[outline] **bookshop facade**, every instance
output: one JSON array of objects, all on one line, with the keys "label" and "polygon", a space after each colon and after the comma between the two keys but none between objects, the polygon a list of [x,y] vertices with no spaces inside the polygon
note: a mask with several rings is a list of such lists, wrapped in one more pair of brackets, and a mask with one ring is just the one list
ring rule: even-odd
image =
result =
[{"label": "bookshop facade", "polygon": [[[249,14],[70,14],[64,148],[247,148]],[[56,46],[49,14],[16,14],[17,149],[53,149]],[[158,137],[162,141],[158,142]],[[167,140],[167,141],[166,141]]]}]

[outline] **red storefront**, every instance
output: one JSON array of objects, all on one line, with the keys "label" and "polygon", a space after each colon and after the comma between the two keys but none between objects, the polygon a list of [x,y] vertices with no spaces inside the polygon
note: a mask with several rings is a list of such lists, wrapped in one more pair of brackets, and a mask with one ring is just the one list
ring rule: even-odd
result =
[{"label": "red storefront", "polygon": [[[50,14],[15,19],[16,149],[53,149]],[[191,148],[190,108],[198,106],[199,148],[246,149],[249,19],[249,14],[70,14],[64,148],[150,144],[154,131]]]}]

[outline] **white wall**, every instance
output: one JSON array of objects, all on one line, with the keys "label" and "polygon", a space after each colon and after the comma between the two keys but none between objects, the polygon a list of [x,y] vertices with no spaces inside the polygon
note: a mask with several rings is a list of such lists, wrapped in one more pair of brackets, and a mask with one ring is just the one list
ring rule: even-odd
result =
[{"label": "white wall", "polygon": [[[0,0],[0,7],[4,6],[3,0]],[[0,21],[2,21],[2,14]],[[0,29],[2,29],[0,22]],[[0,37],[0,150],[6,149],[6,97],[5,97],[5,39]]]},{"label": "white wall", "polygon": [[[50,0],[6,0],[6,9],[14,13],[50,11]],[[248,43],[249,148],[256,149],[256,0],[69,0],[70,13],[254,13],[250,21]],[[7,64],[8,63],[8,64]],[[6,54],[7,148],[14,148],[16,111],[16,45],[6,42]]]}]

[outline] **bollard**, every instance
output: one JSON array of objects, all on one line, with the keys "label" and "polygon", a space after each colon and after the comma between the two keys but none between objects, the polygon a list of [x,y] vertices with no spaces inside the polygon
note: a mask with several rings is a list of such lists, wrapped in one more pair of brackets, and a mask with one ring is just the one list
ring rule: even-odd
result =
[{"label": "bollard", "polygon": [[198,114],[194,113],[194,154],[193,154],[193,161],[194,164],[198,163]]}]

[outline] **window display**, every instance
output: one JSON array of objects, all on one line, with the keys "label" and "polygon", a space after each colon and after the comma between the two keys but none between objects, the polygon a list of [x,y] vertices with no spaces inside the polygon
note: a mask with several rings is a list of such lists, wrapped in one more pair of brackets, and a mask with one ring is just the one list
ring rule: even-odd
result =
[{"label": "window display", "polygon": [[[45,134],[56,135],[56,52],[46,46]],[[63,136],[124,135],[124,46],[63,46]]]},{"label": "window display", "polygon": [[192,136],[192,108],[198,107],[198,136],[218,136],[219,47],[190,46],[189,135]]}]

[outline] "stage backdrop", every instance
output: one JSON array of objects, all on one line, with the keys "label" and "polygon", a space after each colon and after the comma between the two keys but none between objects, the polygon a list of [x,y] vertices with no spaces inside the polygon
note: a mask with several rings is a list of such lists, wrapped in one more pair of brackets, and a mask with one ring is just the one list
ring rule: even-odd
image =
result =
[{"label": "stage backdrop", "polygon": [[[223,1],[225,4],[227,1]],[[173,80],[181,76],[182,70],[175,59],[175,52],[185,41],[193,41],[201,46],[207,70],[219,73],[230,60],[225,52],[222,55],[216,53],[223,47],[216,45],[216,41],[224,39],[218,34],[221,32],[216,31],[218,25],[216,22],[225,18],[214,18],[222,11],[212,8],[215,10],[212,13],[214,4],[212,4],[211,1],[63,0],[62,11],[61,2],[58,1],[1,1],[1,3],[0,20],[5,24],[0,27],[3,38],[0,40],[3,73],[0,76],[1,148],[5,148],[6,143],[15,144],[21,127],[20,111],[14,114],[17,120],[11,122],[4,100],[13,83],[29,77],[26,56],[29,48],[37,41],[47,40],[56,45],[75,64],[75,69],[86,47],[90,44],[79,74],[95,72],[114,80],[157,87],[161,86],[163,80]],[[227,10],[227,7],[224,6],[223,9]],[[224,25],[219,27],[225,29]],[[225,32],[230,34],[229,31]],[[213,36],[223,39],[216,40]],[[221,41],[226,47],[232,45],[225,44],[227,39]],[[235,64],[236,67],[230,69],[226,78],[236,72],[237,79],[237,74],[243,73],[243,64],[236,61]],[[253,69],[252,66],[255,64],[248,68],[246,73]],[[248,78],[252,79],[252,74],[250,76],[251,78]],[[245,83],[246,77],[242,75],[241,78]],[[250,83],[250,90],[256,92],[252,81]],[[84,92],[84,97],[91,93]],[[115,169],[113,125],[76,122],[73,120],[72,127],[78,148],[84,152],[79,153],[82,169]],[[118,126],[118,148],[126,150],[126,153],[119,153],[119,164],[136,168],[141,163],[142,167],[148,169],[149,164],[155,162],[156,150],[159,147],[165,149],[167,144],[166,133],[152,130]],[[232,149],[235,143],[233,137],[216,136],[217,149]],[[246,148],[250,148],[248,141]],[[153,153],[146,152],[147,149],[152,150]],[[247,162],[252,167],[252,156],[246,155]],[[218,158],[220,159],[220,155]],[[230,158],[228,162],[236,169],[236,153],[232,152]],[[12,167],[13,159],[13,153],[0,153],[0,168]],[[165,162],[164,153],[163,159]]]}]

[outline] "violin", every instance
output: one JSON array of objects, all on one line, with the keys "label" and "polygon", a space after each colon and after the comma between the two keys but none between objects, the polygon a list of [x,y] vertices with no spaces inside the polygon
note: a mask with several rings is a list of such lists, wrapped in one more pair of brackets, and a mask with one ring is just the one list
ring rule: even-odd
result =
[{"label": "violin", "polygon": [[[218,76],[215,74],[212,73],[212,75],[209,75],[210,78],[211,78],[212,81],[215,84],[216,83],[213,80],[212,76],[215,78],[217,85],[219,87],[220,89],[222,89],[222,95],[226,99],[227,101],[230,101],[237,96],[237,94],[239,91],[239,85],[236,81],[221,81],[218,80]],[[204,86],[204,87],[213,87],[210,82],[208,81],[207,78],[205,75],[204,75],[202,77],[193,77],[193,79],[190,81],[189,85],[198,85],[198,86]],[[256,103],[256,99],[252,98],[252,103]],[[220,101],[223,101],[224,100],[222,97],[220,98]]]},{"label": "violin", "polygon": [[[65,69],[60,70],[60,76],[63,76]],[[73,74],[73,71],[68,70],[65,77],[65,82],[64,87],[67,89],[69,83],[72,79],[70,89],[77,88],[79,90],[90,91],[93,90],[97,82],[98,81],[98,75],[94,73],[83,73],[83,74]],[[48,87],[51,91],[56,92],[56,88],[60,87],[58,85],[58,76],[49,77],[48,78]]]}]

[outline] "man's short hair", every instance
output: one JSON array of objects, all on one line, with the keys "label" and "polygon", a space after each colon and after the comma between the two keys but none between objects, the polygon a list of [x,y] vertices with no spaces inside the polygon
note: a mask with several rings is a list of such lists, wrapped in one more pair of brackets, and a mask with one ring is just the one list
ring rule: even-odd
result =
----------------
WHAT IS NEEDED | Which lines in the listing above contain the string "display"? Show each of them in full.

FINAL RESULT |
[outline] **window display**, every instance
[{"label": "window display", "polygon": [[[45,134],[56,135],[56,52],[46,46]],[[63,136],[124,135],[124,46],[63,46]]]},{"label": "window display", "polygon": [[192,136],[192,108],[198,107],[198,136],[218,136],[219,47],[190,46],[189,135]]}]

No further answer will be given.